▶ _COSA FARE 1_: Secondo l'estratto, a cosa corrispondono davvero i risultati vantati da alcuni sedicenti terapeuti?
▶ _COSA FARE 2_: Copia dall'estratto tutto quello che va da "Il libro spiega" giù fino a "rapporto con l’etica?".

▶ _ESTRATTO DEL DOCUMENTO_:
*****

Il libro spiega come i fautori delle terapie riparative tentino di “riorientare” la sessualità e come inesorabilmente falliscano: non è mai stata provata alcuna efficacia di questi pericolosi trattamenti, mentre sono numerose le testimonianze di danno subito. I risultati millantati da alcuni sedicenti terapeuti corrispondono in realtà ad una maschera che i pazienti apprendono a mostrare a sé e agli altri, ma non ad un cambiamento dei desideri della persona. Questo, col tempo, può diventare logorante per la persona.
Come gestite il rapporto con l’etica?

*****

▶ _RECORD FORNITI_:
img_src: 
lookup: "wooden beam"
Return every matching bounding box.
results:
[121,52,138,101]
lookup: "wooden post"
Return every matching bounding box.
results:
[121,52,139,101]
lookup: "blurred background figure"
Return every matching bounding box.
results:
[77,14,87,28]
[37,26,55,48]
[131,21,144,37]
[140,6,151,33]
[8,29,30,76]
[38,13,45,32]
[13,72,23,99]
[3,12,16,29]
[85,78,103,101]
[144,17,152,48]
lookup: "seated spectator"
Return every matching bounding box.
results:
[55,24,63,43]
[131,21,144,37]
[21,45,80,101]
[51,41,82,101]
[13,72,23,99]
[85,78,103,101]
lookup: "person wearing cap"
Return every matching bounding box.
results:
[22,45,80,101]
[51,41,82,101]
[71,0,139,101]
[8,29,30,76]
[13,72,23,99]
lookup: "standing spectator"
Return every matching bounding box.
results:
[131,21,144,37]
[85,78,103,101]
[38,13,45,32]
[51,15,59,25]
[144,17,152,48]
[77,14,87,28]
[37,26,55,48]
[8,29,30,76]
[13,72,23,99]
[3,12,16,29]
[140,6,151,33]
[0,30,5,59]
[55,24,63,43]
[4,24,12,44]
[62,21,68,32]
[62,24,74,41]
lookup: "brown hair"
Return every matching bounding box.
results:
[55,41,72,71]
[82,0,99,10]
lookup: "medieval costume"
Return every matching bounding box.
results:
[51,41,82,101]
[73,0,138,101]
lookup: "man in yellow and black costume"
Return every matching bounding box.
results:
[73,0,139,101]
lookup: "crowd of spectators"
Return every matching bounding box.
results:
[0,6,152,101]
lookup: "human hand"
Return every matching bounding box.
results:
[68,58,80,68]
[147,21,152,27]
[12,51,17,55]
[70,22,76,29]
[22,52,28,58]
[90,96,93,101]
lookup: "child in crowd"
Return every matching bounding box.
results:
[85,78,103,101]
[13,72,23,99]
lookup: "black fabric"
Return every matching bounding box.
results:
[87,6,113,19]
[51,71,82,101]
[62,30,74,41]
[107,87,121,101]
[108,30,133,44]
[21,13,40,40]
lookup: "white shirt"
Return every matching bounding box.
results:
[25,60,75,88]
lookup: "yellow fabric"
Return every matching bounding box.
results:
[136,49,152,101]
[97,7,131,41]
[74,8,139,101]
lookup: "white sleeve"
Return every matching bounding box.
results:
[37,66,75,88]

*****

▶ _LA RISPOSTA 1_: A una maschera che i pazienti imparano a mostrare a sé e agli altri, non a un cambiamento dei desideri della persona.

▶ _LA RISPOSTA 2_:
Il libro spiega come i fautori delle terapie riparative tentino di “riorientare” la sessualità e come inesorabilmente falliscano: non è mai stata provata alcuna efficacia di questi pericolosi trattamenti, mentre sono numerose le testimonianze di danno subito. I risultati millantati da alcuni sedicenti terapeuti corrispondono in realtà ad una maschera che i pazienti apprendono a mostrare a sé e agli altri, ma non ad un cambiamento dei desideri della persona. Questo, col tempo, può diventare logorante per la persona.
Come gestite il rapporto con l’etica?